---------- Supplied records

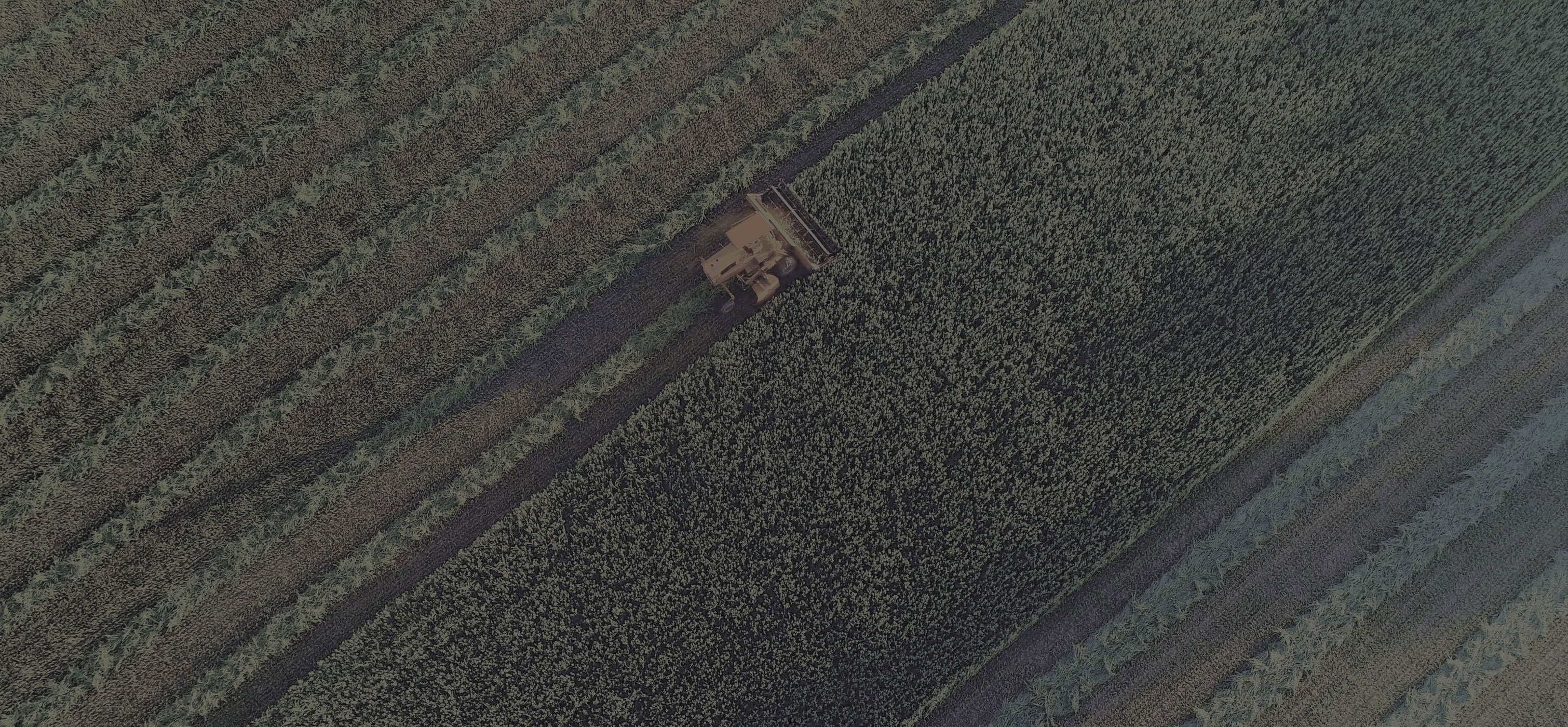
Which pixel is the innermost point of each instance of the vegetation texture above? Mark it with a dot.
(1332, 620)
(1503, 640)
(1247, 530)
(289, 626)
(1079, 270)
(248, 153)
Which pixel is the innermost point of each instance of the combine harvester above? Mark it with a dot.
(767, 247)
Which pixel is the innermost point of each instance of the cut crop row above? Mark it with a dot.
(1503, 640)
(57, 30)
(372, 453)
(336, 362)
(51, 116)
(1253, 526)
(107, 338)
(1078, 270)
(248, 153)
(1281, 668)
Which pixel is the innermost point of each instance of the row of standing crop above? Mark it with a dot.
(57, 30)
(174, 201)
(336, 362)
(358, 568)
(377, 450)
(1067, 290)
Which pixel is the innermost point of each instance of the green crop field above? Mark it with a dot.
(355, 372)
(1081, 268)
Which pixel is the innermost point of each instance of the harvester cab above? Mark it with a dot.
(767, 247)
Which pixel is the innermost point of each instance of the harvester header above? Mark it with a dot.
(767, 247)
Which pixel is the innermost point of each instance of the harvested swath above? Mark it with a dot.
(239, 245)
(128, 145)
(334, 364)
(537, 432)
(542, 319)
(272, 218)
(1329, 623)
(244, 154)
(115, 74)
(1203, 568)
(949, 330)
(57, 30)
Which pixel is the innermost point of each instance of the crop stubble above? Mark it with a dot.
(717, 135)
(1443, 605)
(1533, 693)
(1098, 601)
(68, 62)
(275, 265)
(153, 84)
(336, 315)
(74, 221)
(1451, 435)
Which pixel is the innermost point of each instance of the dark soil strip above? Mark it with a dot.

--------------------

*What you are asked to do*: Update all the records above by replacing "innermost point" with "central point" and leaving every other word unchanged. Leave the pictures out of your answer.

*Task answer*:
Which pixel is the central point of each instance of the vegetation texture above? Mark it with a dot.
(1332, 620)
(1503, 640)
(1247, 530)
(289, 626)
(1079, 270)
(248, 153)
Which pixel is the central point of each instance of the combine harvester above? Mark it with a dot.
(767, 247)
Which pixel is the central point of each instance of the cut crop row above? Mark it with a dot.
(1503, 640)
(57, 30)
(372, 453)
(336, 362)
(51, 116)
(1253, 526)
(107, 338)
(1078, 270)
(248, 153)
(1281, 668)
Which pixel is the central point of each instance of the row of standing crop above? Mark it with a dot.
(57, 30)
(174, 201)
(336, 362)
(358, 568)
(377, 450)
(1067, 290)
Which pixel is the central point of each instance of the green crop field above? Mark it with a dot.
(355, 372)
(1081, 268)
Which pixel is the central point of each instance of the harvester cab above? Mark it with a dot.
(767, 247)
Which pixel is the central point of each instance of the harvester header above? Mark it with a dot.
(767, 247)
Which pixel is the central point of each instance of the harvested swath above? Mark it with a dot.
(239, 245)
(128, 145)
(334, 364)
(537, 432)
(542, 319)
(272, 218)
(1329, 623)
(244, 154)
(115, 74)
(1203, 568)
(949, 330)
(57, 30)
Which pixel is the central point of each instance of the crop stubble above? Mark it with a dot.
(717, 135)
(1443, 605)
(1533, 693)
(1098, 601)
(68, 62)
(275, 265)
(153, 84)
(336, 315)
(74, 221)
(1451, 435)
Which pixel is the central point of each instance of the dark soil strip above? Mark it with a dot.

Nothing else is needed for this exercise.